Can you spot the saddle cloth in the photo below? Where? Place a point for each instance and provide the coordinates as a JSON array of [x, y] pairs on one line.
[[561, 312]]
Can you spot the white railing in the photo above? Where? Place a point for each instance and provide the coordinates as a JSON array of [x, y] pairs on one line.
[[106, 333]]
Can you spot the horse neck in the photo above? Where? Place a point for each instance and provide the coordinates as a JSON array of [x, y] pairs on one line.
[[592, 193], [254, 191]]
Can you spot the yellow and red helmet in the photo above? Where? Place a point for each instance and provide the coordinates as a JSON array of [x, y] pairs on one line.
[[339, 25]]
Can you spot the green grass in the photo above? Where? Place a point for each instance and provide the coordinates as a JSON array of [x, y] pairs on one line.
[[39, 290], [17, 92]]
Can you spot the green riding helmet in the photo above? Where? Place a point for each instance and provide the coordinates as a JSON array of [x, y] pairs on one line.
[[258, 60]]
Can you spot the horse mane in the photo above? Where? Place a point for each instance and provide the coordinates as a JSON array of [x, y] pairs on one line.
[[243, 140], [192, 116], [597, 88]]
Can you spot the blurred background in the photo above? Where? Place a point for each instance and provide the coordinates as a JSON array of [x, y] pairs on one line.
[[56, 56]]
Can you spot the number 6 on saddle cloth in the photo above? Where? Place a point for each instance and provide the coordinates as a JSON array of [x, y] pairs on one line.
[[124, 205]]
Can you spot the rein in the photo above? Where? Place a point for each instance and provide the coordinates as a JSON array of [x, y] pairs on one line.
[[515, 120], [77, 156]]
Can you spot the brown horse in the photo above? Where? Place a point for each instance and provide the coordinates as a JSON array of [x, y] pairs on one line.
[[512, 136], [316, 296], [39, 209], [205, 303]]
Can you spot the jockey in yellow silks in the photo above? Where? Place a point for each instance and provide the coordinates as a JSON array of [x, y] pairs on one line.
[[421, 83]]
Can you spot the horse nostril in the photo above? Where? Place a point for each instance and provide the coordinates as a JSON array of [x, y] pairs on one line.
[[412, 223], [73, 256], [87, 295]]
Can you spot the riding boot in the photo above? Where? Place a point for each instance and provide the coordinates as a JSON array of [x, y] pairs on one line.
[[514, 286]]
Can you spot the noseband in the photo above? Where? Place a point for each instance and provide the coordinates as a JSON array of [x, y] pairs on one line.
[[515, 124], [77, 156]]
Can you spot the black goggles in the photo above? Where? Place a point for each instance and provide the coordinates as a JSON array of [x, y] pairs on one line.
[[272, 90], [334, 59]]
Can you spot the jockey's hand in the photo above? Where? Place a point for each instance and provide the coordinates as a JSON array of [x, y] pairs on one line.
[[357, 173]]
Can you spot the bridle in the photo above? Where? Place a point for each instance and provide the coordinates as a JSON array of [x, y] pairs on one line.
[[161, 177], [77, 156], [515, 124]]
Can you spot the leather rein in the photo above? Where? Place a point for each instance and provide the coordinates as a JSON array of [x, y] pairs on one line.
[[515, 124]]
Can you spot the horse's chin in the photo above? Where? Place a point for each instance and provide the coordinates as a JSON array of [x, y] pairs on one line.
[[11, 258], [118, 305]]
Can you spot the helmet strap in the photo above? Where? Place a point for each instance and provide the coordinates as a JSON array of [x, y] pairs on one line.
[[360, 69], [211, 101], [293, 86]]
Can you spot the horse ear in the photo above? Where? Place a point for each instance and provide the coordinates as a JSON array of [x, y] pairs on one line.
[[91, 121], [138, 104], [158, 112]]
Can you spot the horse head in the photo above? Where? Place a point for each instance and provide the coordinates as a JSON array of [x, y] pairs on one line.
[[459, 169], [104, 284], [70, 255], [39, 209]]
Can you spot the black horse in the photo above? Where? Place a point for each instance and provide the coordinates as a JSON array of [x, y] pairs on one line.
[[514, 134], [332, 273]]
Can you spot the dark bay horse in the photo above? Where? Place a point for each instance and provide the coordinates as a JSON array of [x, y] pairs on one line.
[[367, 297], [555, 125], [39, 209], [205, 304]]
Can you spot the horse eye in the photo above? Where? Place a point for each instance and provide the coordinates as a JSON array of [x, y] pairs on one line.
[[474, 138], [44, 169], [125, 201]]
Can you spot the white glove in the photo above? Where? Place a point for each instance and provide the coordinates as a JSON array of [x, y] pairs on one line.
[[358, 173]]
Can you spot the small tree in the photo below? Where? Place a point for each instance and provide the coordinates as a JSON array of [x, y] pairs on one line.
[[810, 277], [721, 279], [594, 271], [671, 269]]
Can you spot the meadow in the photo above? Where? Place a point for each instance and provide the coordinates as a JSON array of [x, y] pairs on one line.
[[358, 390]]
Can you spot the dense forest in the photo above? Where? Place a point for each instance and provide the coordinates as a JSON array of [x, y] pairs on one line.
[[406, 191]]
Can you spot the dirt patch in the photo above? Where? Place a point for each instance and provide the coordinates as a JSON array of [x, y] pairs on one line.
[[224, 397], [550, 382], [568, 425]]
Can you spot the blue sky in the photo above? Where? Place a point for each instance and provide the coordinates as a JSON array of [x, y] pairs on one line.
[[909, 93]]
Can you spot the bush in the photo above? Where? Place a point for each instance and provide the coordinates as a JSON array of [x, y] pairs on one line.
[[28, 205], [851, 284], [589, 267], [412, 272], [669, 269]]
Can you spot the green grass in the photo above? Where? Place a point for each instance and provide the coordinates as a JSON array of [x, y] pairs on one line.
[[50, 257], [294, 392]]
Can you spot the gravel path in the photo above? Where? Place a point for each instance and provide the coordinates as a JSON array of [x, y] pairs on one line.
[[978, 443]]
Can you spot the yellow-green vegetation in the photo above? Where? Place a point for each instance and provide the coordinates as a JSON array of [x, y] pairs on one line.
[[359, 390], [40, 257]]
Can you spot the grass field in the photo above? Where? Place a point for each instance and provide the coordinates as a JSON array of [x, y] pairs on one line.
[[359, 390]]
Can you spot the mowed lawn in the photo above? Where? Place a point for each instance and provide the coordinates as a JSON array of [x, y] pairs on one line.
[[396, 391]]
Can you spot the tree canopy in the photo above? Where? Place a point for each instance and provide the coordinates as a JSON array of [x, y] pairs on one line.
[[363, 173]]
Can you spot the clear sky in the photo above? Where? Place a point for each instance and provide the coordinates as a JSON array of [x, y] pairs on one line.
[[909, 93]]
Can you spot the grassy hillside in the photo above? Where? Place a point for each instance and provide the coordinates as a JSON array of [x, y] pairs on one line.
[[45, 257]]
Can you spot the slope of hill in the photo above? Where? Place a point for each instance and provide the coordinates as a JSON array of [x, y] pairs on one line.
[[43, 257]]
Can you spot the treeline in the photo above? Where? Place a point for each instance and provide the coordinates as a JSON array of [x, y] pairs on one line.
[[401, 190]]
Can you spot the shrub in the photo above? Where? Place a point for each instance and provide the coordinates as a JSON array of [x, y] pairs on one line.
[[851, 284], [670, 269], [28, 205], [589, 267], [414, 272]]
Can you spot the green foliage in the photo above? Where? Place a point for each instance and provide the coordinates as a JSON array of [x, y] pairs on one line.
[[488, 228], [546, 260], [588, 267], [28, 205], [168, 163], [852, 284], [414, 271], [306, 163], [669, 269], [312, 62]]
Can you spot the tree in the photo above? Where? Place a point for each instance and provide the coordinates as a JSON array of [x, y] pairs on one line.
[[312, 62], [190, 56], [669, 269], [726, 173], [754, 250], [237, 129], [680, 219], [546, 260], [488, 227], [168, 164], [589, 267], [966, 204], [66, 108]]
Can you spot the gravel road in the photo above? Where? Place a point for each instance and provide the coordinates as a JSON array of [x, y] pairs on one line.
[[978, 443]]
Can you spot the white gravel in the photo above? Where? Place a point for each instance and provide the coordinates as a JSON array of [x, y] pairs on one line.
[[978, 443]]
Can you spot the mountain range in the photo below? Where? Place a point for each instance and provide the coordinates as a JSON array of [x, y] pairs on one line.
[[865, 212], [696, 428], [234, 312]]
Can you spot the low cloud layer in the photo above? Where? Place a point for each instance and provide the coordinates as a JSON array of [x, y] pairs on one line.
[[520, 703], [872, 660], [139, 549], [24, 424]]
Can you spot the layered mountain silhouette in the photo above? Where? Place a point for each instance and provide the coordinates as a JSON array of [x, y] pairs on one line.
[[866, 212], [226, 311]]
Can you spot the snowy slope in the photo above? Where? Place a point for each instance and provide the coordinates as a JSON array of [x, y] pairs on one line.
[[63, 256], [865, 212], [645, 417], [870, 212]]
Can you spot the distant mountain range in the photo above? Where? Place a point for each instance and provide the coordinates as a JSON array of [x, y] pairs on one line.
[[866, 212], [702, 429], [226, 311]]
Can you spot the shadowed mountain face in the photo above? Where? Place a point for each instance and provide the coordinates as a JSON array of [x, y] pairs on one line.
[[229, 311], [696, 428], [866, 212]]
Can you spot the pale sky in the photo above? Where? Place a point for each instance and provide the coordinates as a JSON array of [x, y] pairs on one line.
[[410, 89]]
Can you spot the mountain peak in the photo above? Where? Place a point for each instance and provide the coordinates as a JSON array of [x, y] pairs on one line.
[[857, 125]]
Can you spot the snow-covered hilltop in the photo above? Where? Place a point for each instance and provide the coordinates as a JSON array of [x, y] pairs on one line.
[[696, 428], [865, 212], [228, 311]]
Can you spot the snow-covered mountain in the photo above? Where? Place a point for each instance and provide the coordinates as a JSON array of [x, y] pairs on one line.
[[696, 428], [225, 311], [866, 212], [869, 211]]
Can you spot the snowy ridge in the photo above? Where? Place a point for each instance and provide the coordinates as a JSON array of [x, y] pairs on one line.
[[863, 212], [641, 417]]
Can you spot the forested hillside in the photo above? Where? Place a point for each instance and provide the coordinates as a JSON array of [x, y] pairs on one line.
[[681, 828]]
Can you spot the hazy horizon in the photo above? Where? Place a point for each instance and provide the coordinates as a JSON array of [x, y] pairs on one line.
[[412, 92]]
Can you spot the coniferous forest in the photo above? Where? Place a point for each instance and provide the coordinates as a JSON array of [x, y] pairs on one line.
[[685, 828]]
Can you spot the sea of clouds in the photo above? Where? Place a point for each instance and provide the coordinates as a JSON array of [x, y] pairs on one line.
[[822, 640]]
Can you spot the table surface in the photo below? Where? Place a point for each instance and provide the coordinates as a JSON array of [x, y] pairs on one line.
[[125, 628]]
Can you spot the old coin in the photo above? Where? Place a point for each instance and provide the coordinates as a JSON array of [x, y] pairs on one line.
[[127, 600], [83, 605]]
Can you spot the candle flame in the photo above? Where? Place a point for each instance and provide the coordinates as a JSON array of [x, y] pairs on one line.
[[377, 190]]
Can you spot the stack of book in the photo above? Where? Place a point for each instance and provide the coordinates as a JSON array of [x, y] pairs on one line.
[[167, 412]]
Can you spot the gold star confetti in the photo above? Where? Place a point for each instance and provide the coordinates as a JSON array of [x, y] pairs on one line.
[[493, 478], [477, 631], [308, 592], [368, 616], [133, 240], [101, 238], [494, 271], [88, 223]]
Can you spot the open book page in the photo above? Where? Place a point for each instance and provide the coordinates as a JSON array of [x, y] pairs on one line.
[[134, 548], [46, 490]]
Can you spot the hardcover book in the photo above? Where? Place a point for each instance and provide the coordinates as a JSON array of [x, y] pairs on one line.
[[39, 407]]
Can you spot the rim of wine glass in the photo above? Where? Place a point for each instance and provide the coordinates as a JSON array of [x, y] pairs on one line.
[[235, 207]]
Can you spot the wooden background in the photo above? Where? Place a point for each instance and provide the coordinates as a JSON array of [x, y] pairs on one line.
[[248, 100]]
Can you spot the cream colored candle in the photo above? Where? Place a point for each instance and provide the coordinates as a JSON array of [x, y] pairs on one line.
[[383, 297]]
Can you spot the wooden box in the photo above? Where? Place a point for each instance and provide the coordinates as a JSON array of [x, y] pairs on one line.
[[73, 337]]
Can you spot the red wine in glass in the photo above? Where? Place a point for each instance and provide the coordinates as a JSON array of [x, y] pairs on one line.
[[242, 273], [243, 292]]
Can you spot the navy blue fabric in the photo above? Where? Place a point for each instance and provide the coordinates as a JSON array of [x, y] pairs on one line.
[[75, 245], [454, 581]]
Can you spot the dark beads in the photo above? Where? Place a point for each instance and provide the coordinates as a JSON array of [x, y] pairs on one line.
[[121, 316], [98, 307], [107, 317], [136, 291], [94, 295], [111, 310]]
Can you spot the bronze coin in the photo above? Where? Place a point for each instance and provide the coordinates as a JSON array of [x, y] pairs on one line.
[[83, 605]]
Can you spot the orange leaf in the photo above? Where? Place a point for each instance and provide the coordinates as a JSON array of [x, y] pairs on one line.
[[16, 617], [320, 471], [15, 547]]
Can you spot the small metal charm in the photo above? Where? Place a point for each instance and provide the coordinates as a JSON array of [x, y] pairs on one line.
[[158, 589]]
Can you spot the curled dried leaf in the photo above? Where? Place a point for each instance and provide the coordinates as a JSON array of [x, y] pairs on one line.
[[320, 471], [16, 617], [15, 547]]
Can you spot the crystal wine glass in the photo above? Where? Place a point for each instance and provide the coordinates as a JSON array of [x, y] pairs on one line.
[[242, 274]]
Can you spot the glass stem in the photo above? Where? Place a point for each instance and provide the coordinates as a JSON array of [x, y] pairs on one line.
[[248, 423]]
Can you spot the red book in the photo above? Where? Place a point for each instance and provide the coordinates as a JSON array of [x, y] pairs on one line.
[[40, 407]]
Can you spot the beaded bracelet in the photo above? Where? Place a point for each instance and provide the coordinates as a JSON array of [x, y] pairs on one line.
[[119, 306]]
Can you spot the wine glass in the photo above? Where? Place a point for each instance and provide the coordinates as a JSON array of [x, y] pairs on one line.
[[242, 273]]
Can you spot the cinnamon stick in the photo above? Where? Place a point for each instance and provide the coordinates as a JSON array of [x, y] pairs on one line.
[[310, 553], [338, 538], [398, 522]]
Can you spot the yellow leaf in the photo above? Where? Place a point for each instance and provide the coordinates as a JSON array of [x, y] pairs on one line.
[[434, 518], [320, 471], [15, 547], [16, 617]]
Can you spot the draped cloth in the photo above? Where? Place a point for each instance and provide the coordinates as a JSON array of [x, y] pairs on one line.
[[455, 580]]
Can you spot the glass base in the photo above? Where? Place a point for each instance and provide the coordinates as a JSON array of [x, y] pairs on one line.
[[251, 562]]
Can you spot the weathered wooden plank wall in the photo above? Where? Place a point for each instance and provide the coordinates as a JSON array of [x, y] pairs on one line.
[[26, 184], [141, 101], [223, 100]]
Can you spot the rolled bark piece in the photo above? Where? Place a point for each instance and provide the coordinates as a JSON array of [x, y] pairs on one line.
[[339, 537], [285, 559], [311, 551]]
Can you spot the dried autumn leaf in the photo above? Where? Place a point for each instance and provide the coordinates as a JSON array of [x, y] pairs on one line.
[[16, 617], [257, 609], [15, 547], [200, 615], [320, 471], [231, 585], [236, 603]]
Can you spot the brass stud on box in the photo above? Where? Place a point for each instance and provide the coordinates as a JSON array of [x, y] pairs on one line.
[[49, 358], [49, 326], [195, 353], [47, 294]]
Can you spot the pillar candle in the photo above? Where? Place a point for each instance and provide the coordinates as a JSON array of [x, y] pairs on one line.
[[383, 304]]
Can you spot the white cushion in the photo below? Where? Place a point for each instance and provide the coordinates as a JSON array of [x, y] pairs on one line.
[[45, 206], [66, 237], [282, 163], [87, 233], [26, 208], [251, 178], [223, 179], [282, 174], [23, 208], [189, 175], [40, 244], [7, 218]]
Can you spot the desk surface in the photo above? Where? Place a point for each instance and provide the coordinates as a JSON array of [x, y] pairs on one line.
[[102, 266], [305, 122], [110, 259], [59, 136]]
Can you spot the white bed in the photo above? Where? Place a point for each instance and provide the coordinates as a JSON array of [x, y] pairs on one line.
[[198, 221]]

————————

- [TASK]:
Convert the records from the start through the line containing "[[592, 193], [254, 191]]" into a two-column CSV with the columns "prompt" and "completion", one row per record holding its text and its answer. Put each in a single quoted field, with any line breaks replaced by spaces.

- [FINAL RESULT]:
prompt,completion
"Can you spot the saddle cloth in the photo below? Where? Place a point for each instance and provide the coordinates as a JSON array of [x, y] pairs on one line.","[[561, 312]]"
"Can you spot the white railing in the photo above? Where? Place a point for each instance and provide the coordinates as a JSON array of [x, y] pairs on one line.","[[106, 333]]"
"Can you spot the horse neck in the photo above? Where? Place a point for each instance and provide the coordinates as a JSON array of [x, y] pairs on one line.","[[592, 193], [254, 191]]"